EXERCISE TASK: Rewrite the items below, replacing "one marker per instance" with "one marker for each instance" and leaving everything else unchanged.
*** RECORDS SUPPLIED ***
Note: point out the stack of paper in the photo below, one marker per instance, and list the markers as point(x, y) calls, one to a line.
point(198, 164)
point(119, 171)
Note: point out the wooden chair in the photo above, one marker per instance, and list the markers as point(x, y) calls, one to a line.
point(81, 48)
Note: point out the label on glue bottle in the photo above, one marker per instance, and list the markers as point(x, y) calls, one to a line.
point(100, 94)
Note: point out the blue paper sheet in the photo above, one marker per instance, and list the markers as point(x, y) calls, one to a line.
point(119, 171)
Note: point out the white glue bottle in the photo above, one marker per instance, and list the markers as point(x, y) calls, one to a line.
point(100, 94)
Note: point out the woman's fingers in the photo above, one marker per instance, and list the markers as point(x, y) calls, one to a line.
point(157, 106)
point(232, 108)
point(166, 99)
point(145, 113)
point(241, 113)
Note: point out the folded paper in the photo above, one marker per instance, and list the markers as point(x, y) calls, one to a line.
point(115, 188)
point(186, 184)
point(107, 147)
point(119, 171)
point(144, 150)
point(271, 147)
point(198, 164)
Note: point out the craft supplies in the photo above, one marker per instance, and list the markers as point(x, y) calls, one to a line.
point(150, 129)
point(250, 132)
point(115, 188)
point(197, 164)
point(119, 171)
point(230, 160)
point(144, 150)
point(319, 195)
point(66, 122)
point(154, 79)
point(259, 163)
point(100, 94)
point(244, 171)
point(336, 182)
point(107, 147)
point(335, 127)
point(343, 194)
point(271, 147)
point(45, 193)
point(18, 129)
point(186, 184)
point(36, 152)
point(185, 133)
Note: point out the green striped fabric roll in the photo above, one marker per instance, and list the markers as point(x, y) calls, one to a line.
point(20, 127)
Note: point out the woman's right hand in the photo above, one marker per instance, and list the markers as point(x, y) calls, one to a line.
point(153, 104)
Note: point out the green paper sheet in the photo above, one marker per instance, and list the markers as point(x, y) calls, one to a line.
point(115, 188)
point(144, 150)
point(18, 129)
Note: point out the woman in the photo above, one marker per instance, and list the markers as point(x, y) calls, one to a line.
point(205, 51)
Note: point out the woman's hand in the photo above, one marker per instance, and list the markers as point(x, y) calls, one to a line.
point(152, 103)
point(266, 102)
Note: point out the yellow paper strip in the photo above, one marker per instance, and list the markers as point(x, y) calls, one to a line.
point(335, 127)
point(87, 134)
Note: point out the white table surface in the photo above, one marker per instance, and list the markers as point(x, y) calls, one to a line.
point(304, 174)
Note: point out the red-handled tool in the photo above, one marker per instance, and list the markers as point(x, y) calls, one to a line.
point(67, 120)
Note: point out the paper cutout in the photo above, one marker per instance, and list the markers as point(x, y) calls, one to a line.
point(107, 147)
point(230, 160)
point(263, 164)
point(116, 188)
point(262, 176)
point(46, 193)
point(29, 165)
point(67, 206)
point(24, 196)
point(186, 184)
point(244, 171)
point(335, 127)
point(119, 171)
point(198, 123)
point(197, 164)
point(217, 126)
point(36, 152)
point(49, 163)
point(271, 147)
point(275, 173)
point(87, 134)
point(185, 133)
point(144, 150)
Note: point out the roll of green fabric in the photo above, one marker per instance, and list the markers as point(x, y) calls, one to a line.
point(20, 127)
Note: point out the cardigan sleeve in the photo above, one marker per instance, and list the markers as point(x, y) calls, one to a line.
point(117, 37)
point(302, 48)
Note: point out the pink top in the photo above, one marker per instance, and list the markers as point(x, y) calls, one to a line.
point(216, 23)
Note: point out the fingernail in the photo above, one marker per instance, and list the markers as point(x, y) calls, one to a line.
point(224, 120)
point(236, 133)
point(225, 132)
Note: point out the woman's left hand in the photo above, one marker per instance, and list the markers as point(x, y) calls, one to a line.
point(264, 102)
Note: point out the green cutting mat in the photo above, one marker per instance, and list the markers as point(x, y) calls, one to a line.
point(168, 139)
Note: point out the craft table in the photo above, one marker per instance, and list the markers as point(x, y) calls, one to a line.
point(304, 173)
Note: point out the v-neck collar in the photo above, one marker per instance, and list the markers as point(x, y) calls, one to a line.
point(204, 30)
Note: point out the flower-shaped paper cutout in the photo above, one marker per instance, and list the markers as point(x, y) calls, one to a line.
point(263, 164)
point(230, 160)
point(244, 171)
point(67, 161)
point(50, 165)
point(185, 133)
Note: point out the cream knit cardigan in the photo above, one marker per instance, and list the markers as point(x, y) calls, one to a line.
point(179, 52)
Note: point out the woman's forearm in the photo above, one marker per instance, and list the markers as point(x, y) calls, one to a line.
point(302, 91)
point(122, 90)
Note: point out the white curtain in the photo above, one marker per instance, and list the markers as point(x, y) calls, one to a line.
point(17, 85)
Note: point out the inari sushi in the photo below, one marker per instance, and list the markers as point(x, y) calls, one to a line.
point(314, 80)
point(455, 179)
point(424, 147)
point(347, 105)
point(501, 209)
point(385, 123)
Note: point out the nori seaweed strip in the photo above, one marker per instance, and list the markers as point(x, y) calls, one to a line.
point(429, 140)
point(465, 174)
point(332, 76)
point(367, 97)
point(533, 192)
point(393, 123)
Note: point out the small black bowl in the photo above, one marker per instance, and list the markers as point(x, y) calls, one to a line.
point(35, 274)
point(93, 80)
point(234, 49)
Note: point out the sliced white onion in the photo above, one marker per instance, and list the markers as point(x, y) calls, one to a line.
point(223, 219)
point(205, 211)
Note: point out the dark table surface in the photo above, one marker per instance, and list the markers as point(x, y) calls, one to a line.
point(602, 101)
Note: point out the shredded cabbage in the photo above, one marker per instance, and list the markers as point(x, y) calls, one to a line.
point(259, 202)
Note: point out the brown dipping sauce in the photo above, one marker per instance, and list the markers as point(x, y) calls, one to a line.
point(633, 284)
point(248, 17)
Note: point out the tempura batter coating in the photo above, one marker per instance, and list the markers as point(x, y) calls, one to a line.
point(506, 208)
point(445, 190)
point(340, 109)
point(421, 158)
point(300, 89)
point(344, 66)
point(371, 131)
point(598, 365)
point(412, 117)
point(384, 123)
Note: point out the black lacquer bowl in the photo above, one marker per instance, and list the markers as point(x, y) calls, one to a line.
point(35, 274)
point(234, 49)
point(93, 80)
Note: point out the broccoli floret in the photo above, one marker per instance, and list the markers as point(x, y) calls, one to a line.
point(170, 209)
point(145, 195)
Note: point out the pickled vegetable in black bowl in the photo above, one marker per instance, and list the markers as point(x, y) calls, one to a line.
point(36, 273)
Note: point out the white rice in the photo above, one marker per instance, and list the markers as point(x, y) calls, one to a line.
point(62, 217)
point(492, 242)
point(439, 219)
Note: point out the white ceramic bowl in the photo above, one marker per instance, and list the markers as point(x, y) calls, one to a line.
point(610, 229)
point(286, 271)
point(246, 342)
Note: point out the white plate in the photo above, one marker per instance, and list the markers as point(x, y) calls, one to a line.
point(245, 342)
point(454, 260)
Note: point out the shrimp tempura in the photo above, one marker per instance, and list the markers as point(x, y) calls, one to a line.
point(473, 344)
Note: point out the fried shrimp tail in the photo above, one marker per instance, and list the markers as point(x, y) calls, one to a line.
***
EXERCISE ANSWER:
Note: point out the stack of paper in the photo below, one marker for each instance, and list the markers as point(x, y) calls, one to a line.
point(198, 164)
point(119, 171)
Note: point out the wooden chair in the photo above, one marker for each instance, and list the markers as point(x, y) calls, one to a line.
point(81, 48)
Note: point out the label on glue bottle in the photo above, one marker for each instance, and list the markers as point(x, y) calls, one to a line.
point(100, 94)
Note: point out the blue paper sheet in the photo above, one marker for each instance, and list the markers as point(x, y) calls, one to a line.
point(119, 171)
Note: point out the white glue bottle in the photo above, one marker for each instance, and list the markers as point(x, y) calls, one to a line.
point(100, 94)
Note: point out the woman's fingers in the photo above, one marker for each instance, and list the markers as point(x, y) calls, one to a line.
point(157, 106)
point(232, 108)
point(166, 99)
point(145, 113)
point(241, 113)
Note: point out the folded paper in the photo above, one marker for each instance, and list the markers as point(x, y) calls, one to a line.
point(115, 188)
point(186, 184)
point(107, 147)
point(119, 171)
point(144, 150)
point(271, 147)
point(198, 164)
Note: point out the craft supplies in the photo above, one marker for each instance, and list the markers as point(x, y) calls, one to a line.
point(150, 129)
point(250, 132)
point(115, 188)
point(197, 164)
point(119, 171)
point(230, 160)
point(144, 150)
point(319, 195)
point(66, 122)
point(154, 79)
point(259, 163)
point(100, 94)
point(244, 171)
point(336, 182)
point(107, 147)
point(335, 127)
point(343, 194)
point(271, 147)
point(45, 193)
point(18, 129)
point(186, 184)
point(36, 152)
point(185, 133)
Note: point out the green striped fabric roll in the photo above, one marker for each instance, and list the markers as point(x, y) calls, one to a line.
point(20, 127)
Note: point out the woman's right hand in the photo above, one marker for each instance, and list the markers as point(x, y) calls, one to a line.
point(153, 104)
Note: point out the green paper sheet in the photo above, one marker for each instance, and list the markers as point(x, y) calls, one to a line.
point(115, 188)
point(144, 150)
point(18, 129)
Note: point out the woman in the photo above, one marker for each instance, and list the markers as point(x, y) calls, one to a line.
point(205, 51)
Note: point out the woman's hand in the photo above, one marker for each instance, and list the markers as point(x, y) calls, one to a line.
point(152, 103)
point(266, 102)
Note: point out the yellow paper strip in the photo above, one marker for each instance, and list the markers as point(x, y) calls, one to a line.
point(335, 127)
point(87, 134)
Note: point out the white table surface in the photo above, one marker for each instance, and list the markers as point(x, y) calls, one to a line.
point(304, 174)
Note: point out the red-handled tool in the photo above, one marker for each instance, and list the markers as point(x, y) calls, one to a line.
point(67, 120)
Note: point out the paper cutout in the photo above, one marker for each instance, and list the markers as point(x, y) calls, one to a line.
point(107, 147)
point(230, 160)
point(263, 164)
point(116, 188)
point(262, 176)
point(46, 193)
point(29, 165)
point(67, 206)
point(24, 196)
point(186, 184)
point(244, 171)
point(335, 127)
point(119, 171)
point(198, 123)
point(197, 164)
point(217, 126)
point(36, 152)
point(49, 163)
point(271, 147)
point(275, 173)
point(87, 134)
point(185, 133)
point(144, 150)
Note: point out the roll of green fabric in the photo above, one marker for each instance, and list the markers as point(x, y) calls, one to a line.
point(20, 127)
Note: point out the cardigan sleeve in the photo above, one marker for each instance, and list the markers as point(x, y) calls, one to a line.
point(117, 37)
point(302, 48)
Note: point out the pink top in the photo above, one marker for each instance, and list the markers as point(x, y) calls, one to a line.
point(216, 23)
Note: point out the fingernail in the photo above, one marker for each instance, and list the markers as point(x, y) calls, one to a line.
point(224, 120)
point(236, 133)
point(225, 132)
Note: point out the woman's left hand in the photo above, one marker for each instance, and list the markers as point(x, y) calls, one to a line.
point(264, 102)
Note: point out the green cutting mat in the photo above, one marker for each instance, and list the markers as point(x, y) calls, one to a line.
point(168, 139)
Note: point out the craft table in the photo above, one marker for each instance, and list the markers as point(x, y) calls, one to a line.
point(304, 173)
Note: point out the v-neck collar in the photo above, one marker for each instance, and list the markers as point(x, y) calls, one to a line.
point(204, 30)
Note: point out the flower-shaped paper cutout in the photo above, one marker for each instance, and list the markers as point(x, y) calls, one to a line.
point(263, 164)
point(230, 160)
point(244, 171)
point(67, 161)
point(50, 165)
point(185, 133)
Note: point out the cream knit cardigan in the photo above, one marker for each instance, and list the markers as point(x, y) calls, one to a line.
point(179, 52)
Note: point out the woman's forearm in the photo above, one marker for each instance, and list the markers as point(x, y) calls, one to a line.
point(302, 91)
point(122, 90)
Note: point out the white curtain in the photo above, one marker for each instance, and list the markers as point(x, y) calls, one to a line.
point(17, 85)
Note: point out the inari sushi in the photo below, one marker for each instance, and list the markers as point(x, y) calls, one to a line.
point(314, 80)
point(455, 179)
point(424, 147)
point(347, 105)
point(501, 209)
point(385, 123)
Note: point out the nori seaweed strip in the photo above, one marker for each instance, and list the markers as point(x, y) calls, one to a line.
point(429, 140)
point(465, 174)
point(332, 76)
point(367, 97)
point(533, 192)
point(393, 123)
Note: point out the small black bowl in the photo above, one marker for each instance, and list the markers as point(x, y) calls, one to a line.
point(35, 274)
point(93, 80)
point(234, 49)
Note: point out the sliced white onion in the photo above, one marker for each instance, and list the markers as point(x, y) calls, one to a line.
point(223, 219)
point(205, 211)
Note: point out the dark table surface in the photo above, one marker for each instance, and list the markers as point(x, y) calls, one to a line.
point(602, 101)
Note: point out the shredded cabbage in the photo above, one marker for each instance, and list the markers as point(x, y) calls, one to a line.
point(259, 202)
Note: point out the brown dipping sauce in the photo above, one marker for each instance, and list the markers as point(x, y) calls, one to a line.
point(633, 284)
point(248, 17)
Note: point out the tempura batter coating in the photo above, one marker for each instance, and list the markers as point(x, y) calls, one to a line.
point(506, 208)
point(445, 190)
point(340, 109)
point(421, 158)
point(300, 89)
point(344, 66)
point(371, 131)
point(598, 365)
point(412, 117)
point(384, 123)
Note: point out the black lacquer bowl in the photo above, one marker for each instance, and list the markers as point(x, y) calls, one to a line.
point(35, 274)
point(234, 49)
point(93, 80)
Note: point out the broccoli floret in the photo above, one marker for each instance, and list the markers as point(x, y) calls, one to a line.
point(170, 209)
point(145, 195)
Note: point out the pickled vegetable in black bowl in the photo above, one marker for each instance, and list the markers as point(x, y) calls, one to a line.
point(36, 273)
Note: point out the white rice in the photo above, one marker for each instance, and list the markers as point(x, y) calls, one to a line.
point(62, 217)
point(492, 242)
point(439, 219)
Note: point out the white ceramic bowl in the photo above, one marker for each instance, and list the markers as point(x, y) calls, one to a line.
point(610, 229)
point(286, 271)
point(246, 342)
Note: point out the white plate in the photo above, one marker for each instance, and list the markers as point(x, y) calls, one to a line.
point(245, 342)
point(454, 260)
Note: point out the shrimp tempura in the photo above, one marker for each instance, and list the markers as point(x, y) calls, one to a line.
point(473, 344)
Note: point out the fried shrimp tail in the photo above, one marker for each instance, and list the markers as point(x, y) calls, one to a line.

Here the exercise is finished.